**USING THE INFORMATION**
- 1) Please edit the life insurance text: reproduce it starting at "Joint Life Insurance" and ending at "both applicants die.", with "beneficiaries" changed to "heirs".
- 2) According to the life insurance text, what is final expense insurance often used to pay for? List every one.

Other Types of Life Insurance

There are several types of life insurance and if you’re being rejected for permanent life insurance or receive quotes that are far too high, it’s worth looking into one of these other options.

Term Life Insurance

With a term life insurance policy, you won’t be covered for your entire life, but you will receive extensive coverage for a number of years. These policies are available for less, because if the policyholder outlives the term they won’t collect the death benefit or any other payments and the life insurance company will secure all the profits.

Final Expense Life Insurance

Seniors are generally refused for term and whole-life insurance policies because the risk is too high. However, final expense life insurance can provide many of the same benefits, with a death benefit paid to your loved ones when you die. The premiums tend to be high and the payout low, but if you’re above the age of 60 this is one of the few options you have for life insurance coverage.

Final expense insurance is often used to pay for funerals, estate taxes, and debt, but there are no restrictions regarding how it can be used.

Joint Life Insurance

Joint life insurance policies are targeted at spouses seeking to provide cover for each other and their children. The options include first-to-die insurance, where the money will go to the surviving spouse; and second-to-die insurance, which pays the death benefit to beneficiaries when both applicants die.

Is Permanent Life Insurance Right for you?

If you can get your head around permanent life insurance and understand what you’re paying and what benefits it’s providing, it could be the right choice. This is especially true if you have the money to meet those payment obligations every month and want the extra asset that the cash value can provide.

However, if your insurance needs revolve entirely around protecting your loved ones, term-life insurance is probably the better option. A term life insurance policy generally offers a high payout for low premiums (when compared to whole life policies). This sum can be used to clear debt, pay off the mortgage, and set your loved ones up for life. And just as importantly, it provides you with the peace of mind that comes from knowing your nearest and dearest won’t be destitute if you die.

Older applicants may struggle to get affordable term and whole life insurance products, but that’s where final expense insurance comes in. This is a limited type of policy with a coverage amount of less than $50,000, and an average amount of less than half that—more than enough to cover funeral expenses and most types of debt.

Summary: There are Always Options Available

You’re never too young, old or sick to be considered for life insurance. 

It’s all about probabilities. Underwriters will consider all the data you provide them with and use this to calculate the likely date of your death. It sounds morbid, but when your business is death, things can get a little dark every now and then.

Imagine, for instance, that you’re a 20-year-old male with a clean bill of health and a brand-new family to look after. A life insurance company will be more than happy to provide you with term life insurance, because these products are limited to 30-years and the odds are high that you will live to be 50. Not only will they be more than happy to sign you up, but they will also offer you a good price because you’re deemed to be such a low risk.

If you opt for a permanent life insurance policy, the premiums will be higher because the death benefit payout is more likely. However, they also know there’s a good chance you will face financial difficulties during the next few decades, in which case you may stop making those payments or accept the cash value as soon as it reaches a respectable sum.

As you age, your risk increases, and the same applies for smokers and people with pre-existing medical conditions. They will still be more than happy to receive your business, it just means your options may be a little more limited and your premiums may be much higher.

So, keep searching, keep comparing, and work on improving your health to bring those premiums down.

**MATERIAL PROVIDED**
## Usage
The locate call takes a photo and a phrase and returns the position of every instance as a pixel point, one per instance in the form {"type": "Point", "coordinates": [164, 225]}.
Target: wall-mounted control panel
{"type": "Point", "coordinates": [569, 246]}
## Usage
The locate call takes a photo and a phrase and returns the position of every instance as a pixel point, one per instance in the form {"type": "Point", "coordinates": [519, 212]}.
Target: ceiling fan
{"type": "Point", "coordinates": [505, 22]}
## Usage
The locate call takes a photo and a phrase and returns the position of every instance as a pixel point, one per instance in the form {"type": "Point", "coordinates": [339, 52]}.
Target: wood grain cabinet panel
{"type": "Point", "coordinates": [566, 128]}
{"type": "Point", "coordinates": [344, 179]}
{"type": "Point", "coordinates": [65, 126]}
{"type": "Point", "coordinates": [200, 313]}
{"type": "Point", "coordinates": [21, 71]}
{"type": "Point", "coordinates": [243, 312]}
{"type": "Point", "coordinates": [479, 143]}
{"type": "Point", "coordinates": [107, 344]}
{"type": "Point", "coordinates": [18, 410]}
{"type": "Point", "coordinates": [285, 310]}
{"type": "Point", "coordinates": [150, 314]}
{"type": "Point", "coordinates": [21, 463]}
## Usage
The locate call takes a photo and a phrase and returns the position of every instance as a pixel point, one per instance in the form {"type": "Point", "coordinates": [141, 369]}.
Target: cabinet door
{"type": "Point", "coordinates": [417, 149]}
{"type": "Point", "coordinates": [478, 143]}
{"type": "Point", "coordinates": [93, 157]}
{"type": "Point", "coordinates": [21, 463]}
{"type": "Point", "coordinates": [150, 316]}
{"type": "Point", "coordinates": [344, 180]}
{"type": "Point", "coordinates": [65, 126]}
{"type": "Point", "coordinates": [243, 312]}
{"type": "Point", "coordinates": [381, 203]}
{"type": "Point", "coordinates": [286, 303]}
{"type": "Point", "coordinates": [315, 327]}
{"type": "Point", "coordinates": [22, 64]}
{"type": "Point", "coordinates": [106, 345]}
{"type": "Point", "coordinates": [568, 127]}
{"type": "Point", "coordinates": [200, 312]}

**TASK SOLUTIONS**
- 1)
Joint Life Insurance

Joint life insurance policies are targeted at spouses seeking to provide cover for each other and their children. The options include first-to-die insurance, where the money will go to the surviving spouse; and second-to-die insurance, which pays the death benefit to heirs when both applicants die.

- 2)
- Funerals
- Estate taxes
- Debt